# Instruções:
• a. Pode transcrever, sem qualquer alteração, tudo o que vai de "Por recear a" até "Maio de 1662." no excerto sobre o casamento de Carlos II com D. Catarina?
• b. Consegue dar seguimento ao excerto sobre o casamento de Carlos II com D. Catarina, a partir da última frase apresentada?
═══ Excerto fornecido
Os primeiros passos tendentes ao acordo luso-britânico deram-se na parte final da primeira embaixada de Francisco de Melo de Torres a Londres, compreendida entre os anos de 1657-61. Dada a não ratificação, pela restaurada monarquia britânica, do tratado de 28 de Abril de 1660 (que havia sido acordado com o então Conselho de Estado e que estabelecia o auxílio britânico em armas e soldados), o embaixador português procurou aperceber-se da disponibilidade de Londres para a realização do enlace entre Carlos II e a infanta D. Catarina. As movimentações para esta união realizaram-se de forma discreta, sendo sugerido pelo conde de Soure (embaixador em Paris) que a anterior proposta feita à Coroa francesa para o casamento de Luís XIV com D. Catarina (de dois milhões de cruzados mais Tânger), fosse então canalizada para Carlos II, acrescentando a união da irmã deste, Henriqueta Stuart, com D. Afonso VI.
Esta aproximação não servia os interesses espanhóis (cujo embaixador chegou a ameaçar de guerra Carlos II caso o casamento fosse avante), nem de outras coroas e de figuras da corte inglesa, que procuraram pressionar o monarca britânico a não dar continuidade ao projectado enlace. A sua pressão consistiu em denegrir a imagem física e procriadora da infanta, em propor o matrimónio com outras princesas europeias e na oferta de um dote no mesmo valor. No entanto, os rumores de um hipotético acordo anglo-espanhol e a recusa do monarca britânico em desposar a sobrinha de Luís XIV, forçaram os franceses a apoiar a proposta portuguesa, prometendo um apoio financeiro e militar à coroa britânica, o que terá sido decisivo na resolução de Carlos II.
A rainha regente portuguesa, D. Luísa de Gusmão, numa demonstração da importância vital que o acordo tinha para o Reino, terá feito grandes concessões de modo a satisfazer as variadas exigências de Londres. Um dos obstáculos levantados nas negociações foi a insistência britânica em tomar posse de Tânger antes da realização do enlace. Ficou assente que a esquadra incumbida de trazer a infanta para solo britânico passaria primeiro naquela praça africana, tomando a sua posse; noutro sentido, para a entrega de Bombaim, determinou-se enviar para Goa um novo vice-rei, que asseguraria a concessão pacífica da ilha.
Por recear a reacção da opinião pública acerca dos contornos do tratado, a rainha regente ordenou que o secretário de Estado, Gaspar Severim de Faria, não lesse no Conselho de Estado os artigos referentes à entrega das praças ultramarinas, de modo a evitar que estes fossem rejeitados. A 18 de Maio de 1661, Carlos II informou o novo Parlamento do seu casamento, que se realizou um ano mais tarde, a 31 de Maio de 1662.
══════
═══ Material fornecido
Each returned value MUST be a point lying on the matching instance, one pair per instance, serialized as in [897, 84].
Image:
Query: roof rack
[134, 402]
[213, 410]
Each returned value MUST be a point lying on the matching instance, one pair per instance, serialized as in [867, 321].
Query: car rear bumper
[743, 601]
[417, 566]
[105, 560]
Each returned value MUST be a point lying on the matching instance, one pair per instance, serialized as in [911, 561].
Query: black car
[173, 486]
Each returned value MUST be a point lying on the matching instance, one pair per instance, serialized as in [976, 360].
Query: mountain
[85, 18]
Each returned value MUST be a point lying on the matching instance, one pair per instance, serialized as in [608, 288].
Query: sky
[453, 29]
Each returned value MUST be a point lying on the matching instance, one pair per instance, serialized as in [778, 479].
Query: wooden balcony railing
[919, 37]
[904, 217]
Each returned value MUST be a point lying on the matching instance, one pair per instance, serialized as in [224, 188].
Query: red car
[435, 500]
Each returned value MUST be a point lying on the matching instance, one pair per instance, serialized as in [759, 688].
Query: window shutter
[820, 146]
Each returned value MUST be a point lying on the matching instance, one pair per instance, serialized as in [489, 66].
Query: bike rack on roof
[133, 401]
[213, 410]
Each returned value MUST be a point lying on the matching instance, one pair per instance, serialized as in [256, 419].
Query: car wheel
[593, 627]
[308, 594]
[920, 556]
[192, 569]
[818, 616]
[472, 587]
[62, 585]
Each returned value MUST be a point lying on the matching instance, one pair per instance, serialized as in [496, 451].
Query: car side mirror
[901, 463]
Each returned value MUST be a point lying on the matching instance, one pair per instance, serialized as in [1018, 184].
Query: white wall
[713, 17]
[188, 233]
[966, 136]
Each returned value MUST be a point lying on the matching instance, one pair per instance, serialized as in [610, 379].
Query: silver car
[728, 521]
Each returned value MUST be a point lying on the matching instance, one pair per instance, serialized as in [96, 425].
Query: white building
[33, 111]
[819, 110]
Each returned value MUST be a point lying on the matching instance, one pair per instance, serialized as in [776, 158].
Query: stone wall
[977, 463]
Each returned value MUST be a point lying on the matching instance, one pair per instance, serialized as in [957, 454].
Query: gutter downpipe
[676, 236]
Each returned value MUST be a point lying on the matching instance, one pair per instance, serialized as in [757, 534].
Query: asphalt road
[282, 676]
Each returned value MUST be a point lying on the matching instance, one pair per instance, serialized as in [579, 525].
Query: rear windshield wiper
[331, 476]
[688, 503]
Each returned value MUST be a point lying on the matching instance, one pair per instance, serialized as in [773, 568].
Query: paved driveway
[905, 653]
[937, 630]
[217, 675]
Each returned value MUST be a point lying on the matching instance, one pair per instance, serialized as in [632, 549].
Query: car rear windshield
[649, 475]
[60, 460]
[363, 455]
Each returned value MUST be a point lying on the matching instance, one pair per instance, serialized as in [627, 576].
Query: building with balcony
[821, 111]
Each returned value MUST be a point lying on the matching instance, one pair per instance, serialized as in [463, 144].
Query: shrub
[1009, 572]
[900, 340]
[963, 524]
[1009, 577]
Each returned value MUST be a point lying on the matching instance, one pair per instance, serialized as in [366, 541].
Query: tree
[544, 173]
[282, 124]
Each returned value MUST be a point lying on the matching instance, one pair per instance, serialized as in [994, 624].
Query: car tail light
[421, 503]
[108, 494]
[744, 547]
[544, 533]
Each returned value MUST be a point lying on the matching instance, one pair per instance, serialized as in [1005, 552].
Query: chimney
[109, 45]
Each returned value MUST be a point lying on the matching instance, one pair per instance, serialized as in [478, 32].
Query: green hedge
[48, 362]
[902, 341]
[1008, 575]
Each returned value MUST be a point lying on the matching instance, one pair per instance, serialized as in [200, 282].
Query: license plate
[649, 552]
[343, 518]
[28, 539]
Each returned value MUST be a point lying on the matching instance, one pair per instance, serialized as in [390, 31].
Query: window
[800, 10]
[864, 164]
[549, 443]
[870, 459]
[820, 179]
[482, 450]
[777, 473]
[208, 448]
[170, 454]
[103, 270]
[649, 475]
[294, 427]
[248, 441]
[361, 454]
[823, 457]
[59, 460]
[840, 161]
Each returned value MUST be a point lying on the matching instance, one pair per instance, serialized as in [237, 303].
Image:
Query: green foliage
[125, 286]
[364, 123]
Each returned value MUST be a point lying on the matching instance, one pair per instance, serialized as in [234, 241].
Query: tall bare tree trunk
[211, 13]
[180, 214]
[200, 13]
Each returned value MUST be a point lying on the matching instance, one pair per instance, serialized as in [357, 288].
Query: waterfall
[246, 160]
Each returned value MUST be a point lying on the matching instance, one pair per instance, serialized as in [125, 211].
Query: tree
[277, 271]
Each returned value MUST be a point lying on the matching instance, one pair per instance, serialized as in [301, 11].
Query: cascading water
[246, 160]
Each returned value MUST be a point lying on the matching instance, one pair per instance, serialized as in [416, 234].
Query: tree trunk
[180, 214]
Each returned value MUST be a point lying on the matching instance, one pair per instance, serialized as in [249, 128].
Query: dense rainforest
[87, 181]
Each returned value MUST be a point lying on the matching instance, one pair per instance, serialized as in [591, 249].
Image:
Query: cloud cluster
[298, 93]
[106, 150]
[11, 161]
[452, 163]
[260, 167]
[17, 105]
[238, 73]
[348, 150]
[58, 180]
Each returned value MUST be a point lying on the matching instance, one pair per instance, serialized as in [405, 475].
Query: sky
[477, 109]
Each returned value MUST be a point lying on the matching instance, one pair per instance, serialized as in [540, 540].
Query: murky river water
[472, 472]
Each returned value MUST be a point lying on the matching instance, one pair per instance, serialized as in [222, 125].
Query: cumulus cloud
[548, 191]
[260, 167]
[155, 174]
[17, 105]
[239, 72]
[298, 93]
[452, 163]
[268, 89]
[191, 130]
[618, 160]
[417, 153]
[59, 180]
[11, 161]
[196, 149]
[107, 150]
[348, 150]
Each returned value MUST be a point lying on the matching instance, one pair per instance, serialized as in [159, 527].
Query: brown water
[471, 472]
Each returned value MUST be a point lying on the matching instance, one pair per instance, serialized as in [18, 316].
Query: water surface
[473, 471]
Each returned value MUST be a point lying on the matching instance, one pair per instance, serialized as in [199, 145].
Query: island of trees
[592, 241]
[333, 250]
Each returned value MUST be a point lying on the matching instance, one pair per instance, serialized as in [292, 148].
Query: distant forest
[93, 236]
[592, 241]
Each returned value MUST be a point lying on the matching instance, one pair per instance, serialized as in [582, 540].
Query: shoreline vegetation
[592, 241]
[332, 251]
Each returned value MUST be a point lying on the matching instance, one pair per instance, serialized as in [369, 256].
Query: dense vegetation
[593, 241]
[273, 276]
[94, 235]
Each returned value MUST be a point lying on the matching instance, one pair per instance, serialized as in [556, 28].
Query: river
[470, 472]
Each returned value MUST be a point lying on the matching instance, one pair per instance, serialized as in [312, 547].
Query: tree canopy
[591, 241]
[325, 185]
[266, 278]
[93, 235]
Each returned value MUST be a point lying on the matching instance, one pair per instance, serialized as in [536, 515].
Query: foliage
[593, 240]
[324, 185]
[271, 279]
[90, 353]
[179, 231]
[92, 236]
══════
# Resultados por tarefa:
• a.
Por recear a reacção da opinião pública acerca dos contornos do tratado, a rainha regente ordenou que o secretário de Estado, Gaspar Severim de Faria, não lesse no Conselho de Estado os artigos referentes à entrega das praças ultramarinas, de modo a evitar que estes fossem rejeitados. A 18 de Maio de 1661, Carlos II informou o novo Parlamento do seu casamento, que se realizou um ano mais tarde, a 31 de Maio de 1662.

• b.
D. Afonso VI, na sua exposição às câmaras das cidades e vilas de Portugal e ao Senado de Lisboa (a quem pediu a duplicação das sisas por um período de dois anos como forma de suprir as despesas inerentes ao casamento que se havia alinhavado) revelou que para a Coroa, as intenções subjacentes ao tratado visavam o cumprimento de uma multiplicidade de objectivos, nomeadamente, salvaguardar a defesa do reino face ao recente acordo dos Pirinéus de 1659 (acordo franco-espanhol que significou para a Coroa portuguesa a perda de um importante aliado europeu e uma maior disponibilidade militar e estratégica espanhola na luta ibérica), reforçar o prestígio português na Europa e procurar, sob a mediação britânica, um entendimento de paz com as Províncias Unidas, assim como possivelmente com a monarquia hispânica.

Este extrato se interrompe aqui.